Given instruction 1: In the Fun Palace excerpt, what is named as a simple analog to Price's ruler?
Given instruction 2: Reproduce the Fun Palace excerpt from "The microphone is good" up to and including "a flat canvas.".

Document extract:
- - -

Fun Palace by Cedric Price
Price was a paper architect. The ruler assisted Price in drawing lines on a page to represent his ideas. A sound architect is equally engaged in the world of ideas, as opposed to built things. Moving beyond the page, however, the sound architect cannot shape ideas without also shaping sound. A simple analog to Price's ruler is the microphone. It is portable; it has its own metrics (i.e. gain, directionality, frequency response); it can be tracked along an x, y, or z axis just as the rolling ruler slides along (though only in a single axis).

The microphone is good at recording voice, music, or, in my experience with field recording, an ambient scene. I have used microphones in stereo/binaural combinations which allow for a more spatial recording than a single microphone. Yet, the problem is essentially one of representation versus simulation. Both the rolling ruler and the microphone are concerned with representation. The ruler says: "How can I make a legible image that stands in for something else?" The microphone is a painterly tool as the holder of microphone decides what to record, how close, etc. The end result is an audio image, played back on a pair of speakers or headphones, which merely represents the space recorded by the microphone. Little of the "space" is being simulated there. A stereo recording is largely a flat canvas.

- - -

Data extract:
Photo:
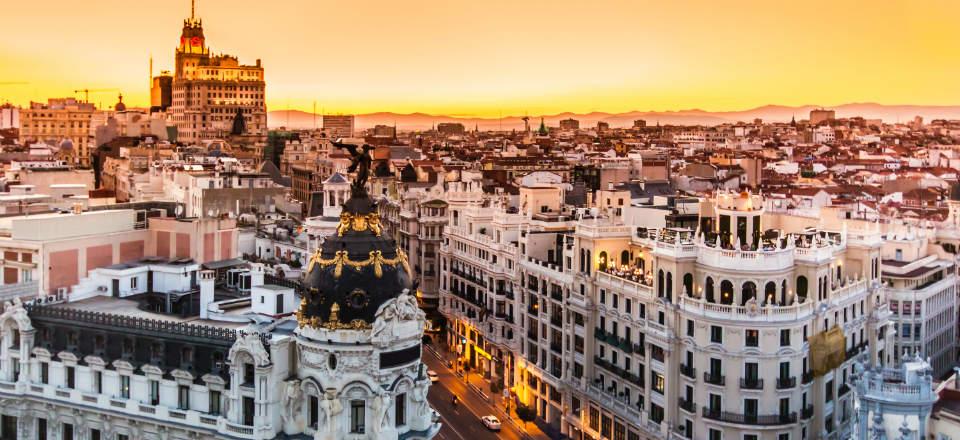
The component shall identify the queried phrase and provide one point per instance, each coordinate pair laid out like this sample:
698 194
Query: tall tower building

- - -

Task solution 1: The microphone.

Task solution 2:
The microphone is good at recording voice, music, or, in my experience with field recording, an ambient scene. I have used microphones in stereo/binaural combinations which allow for a more spatial recording than a single microphone. Yet, the problem is essentially one of representation versus simulation. Both the rolling ruler and the microphone are concerned with representation. The ruler says: "How can I make a legible image that stands in for something else?" The microphone is a painterly tool as the holder of microphone decides what to record, how close, etc. The end result is an audio image, played back on a pair of speakers or headphones, which merely represents the space recorded by the microphone. Little of the "space" is being simulated there. A stereo recording is largely a flat canvas.